# [Exercise]
Check each line of the listing below for the string "musician", and copy the ones that have it.

# [Information shown]
----

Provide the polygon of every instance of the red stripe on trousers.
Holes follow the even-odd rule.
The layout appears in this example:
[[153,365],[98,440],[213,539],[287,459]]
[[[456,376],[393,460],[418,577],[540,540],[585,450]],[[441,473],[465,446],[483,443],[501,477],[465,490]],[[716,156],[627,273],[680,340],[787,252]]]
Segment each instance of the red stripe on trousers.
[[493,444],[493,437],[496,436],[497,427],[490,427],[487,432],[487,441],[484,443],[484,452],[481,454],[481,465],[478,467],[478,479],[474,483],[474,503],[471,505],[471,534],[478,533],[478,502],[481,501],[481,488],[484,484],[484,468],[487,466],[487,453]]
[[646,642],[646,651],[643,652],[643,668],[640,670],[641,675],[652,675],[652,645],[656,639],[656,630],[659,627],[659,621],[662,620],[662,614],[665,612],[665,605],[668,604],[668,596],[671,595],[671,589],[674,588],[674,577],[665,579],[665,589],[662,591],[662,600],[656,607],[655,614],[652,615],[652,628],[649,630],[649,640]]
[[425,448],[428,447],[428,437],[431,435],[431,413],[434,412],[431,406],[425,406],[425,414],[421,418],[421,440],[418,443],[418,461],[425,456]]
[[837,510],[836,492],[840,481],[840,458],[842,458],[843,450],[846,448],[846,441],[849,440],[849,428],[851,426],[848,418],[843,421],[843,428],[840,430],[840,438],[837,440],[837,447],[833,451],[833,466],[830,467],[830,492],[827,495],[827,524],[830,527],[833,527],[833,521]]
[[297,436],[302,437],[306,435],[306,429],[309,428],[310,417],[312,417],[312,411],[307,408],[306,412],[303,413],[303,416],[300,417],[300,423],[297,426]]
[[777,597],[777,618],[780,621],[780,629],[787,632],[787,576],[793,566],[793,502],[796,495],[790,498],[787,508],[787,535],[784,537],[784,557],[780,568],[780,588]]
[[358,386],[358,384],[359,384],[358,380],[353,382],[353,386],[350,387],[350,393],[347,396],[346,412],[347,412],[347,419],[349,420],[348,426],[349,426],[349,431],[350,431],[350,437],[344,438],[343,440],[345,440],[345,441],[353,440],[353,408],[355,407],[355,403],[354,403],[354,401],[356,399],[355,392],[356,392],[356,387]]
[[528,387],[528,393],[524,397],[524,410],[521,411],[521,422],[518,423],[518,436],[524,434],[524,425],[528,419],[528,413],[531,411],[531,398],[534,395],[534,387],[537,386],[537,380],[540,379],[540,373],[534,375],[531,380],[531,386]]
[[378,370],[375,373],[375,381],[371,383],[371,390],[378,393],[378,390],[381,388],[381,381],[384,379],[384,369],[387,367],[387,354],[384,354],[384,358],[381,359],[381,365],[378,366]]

----

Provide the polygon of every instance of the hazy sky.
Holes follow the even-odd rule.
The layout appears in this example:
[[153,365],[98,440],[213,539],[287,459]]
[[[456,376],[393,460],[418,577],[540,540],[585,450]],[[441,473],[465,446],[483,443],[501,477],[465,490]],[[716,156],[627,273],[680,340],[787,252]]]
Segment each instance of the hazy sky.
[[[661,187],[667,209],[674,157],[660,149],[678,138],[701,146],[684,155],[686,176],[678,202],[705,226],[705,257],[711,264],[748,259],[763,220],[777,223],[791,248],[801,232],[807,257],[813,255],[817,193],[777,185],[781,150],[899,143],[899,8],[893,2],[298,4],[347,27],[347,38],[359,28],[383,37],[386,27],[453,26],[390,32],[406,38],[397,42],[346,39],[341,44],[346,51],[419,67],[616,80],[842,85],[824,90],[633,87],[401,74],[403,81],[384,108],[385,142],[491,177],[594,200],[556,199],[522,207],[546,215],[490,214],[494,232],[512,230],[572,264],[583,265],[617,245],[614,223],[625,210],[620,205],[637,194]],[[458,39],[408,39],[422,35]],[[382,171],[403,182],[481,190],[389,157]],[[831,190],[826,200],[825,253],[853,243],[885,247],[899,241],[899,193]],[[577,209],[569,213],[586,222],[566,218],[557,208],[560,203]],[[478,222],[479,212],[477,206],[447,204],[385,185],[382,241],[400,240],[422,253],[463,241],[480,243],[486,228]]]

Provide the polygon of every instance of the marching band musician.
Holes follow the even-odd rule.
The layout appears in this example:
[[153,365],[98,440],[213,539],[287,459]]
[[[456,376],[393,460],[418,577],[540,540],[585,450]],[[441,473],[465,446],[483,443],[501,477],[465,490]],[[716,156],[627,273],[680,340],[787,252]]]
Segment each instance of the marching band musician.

----

# [Answer box]
Provide the polygon of every instance of the marching band musician.
Segment each instance of the marching band musician.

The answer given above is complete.